EXERCISE PROMPT. Please rewrite the entries from the line that contains "cone in the photo above." through the final entry, keeping every line and not only the answers, and add -67 to each coordinate in the answers.

EXTRACTED ENTRIES.
==============================

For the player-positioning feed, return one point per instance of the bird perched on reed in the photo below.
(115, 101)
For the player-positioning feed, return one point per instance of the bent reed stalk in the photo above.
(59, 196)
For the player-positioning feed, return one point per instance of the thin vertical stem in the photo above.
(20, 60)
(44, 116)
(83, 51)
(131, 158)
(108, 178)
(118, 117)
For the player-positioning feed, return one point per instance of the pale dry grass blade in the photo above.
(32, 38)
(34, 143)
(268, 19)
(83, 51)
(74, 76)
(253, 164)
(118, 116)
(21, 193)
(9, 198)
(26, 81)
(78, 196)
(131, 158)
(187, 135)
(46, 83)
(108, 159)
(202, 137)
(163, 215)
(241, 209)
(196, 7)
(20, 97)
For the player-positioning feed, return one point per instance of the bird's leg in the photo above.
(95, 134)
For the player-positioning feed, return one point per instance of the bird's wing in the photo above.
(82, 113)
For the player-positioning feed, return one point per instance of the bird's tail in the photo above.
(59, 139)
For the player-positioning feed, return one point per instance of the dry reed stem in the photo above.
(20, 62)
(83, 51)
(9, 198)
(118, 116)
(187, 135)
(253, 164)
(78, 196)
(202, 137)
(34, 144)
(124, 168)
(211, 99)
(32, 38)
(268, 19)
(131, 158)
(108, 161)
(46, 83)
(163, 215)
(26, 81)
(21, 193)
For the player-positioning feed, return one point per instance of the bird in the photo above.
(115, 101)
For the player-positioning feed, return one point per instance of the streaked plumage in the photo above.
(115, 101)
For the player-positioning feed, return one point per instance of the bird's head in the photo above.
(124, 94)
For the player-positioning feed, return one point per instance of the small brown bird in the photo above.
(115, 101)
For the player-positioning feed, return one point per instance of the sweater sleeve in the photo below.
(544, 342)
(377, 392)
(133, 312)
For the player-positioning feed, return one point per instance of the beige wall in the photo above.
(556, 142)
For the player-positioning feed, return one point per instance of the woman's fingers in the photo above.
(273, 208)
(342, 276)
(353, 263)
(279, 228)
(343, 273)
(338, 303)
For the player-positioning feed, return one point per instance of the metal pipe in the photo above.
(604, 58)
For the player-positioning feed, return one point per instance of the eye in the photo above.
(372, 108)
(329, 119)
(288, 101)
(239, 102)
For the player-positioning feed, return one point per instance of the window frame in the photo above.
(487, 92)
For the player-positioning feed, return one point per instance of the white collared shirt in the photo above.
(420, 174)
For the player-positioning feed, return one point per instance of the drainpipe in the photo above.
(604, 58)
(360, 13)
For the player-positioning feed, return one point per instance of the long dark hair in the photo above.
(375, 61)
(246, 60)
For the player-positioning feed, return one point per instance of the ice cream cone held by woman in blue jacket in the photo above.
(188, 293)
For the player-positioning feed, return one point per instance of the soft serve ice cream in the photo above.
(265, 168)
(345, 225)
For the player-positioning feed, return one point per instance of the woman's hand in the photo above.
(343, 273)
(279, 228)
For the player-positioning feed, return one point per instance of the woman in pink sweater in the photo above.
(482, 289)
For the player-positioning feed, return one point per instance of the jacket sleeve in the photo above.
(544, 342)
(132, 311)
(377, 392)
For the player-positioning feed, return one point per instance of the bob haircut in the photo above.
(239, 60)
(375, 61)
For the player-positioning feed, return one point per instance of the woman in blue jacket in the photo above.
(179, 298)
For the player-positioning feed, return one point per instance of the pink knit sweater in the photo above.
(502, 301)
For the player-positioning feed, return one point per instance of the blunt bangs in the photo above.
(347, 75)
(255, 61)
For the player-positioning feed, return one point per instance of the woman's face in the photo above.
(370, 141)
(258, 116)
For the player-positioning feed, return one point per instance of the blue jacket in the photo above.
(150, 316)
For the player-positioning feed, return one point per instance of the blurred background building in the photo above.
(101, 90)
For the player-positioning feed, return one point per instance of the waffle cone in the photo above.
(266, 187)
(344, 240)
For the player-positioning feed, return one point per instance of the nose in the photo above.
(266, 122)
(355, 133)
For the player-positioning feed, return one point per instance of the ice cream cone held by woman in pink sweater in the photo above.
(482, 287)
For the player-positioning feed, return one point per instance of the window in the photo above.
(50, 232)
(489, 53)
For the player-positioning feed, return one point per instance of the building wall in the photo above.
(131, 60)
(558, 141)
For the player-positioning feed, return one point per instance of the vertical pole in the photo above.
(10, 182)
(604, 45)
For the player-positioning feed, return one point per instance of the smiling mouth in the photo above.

==============================

RESULT.
For the player-positioning feed, return one point per instance of the waffle cone in the photo above.
(199, 120)
(277, 173)
For the player-positioning feed, return one point per instance of the nose in the photo above.
(199, 55)
(288, 66)
For the player-positioning feed, return one point per instance of the ice cream cone held by woman in pink sweater in the photo above.
(415, 220)
For the player-positioning feed, return one point per instance of the window in the photo above.
(-17, 165)
(422, -14)
For the player-positioning feed, return one point per instance of the building wall in the photo above.
(64, -7)
(491, 74)
For the player-positioning feed, return one point per instance of the vertical pole in the photo above.
(-57, 115)
(537, -22)
For the player-positioning feed, return one point per instance of the smiling mouth in the photo above.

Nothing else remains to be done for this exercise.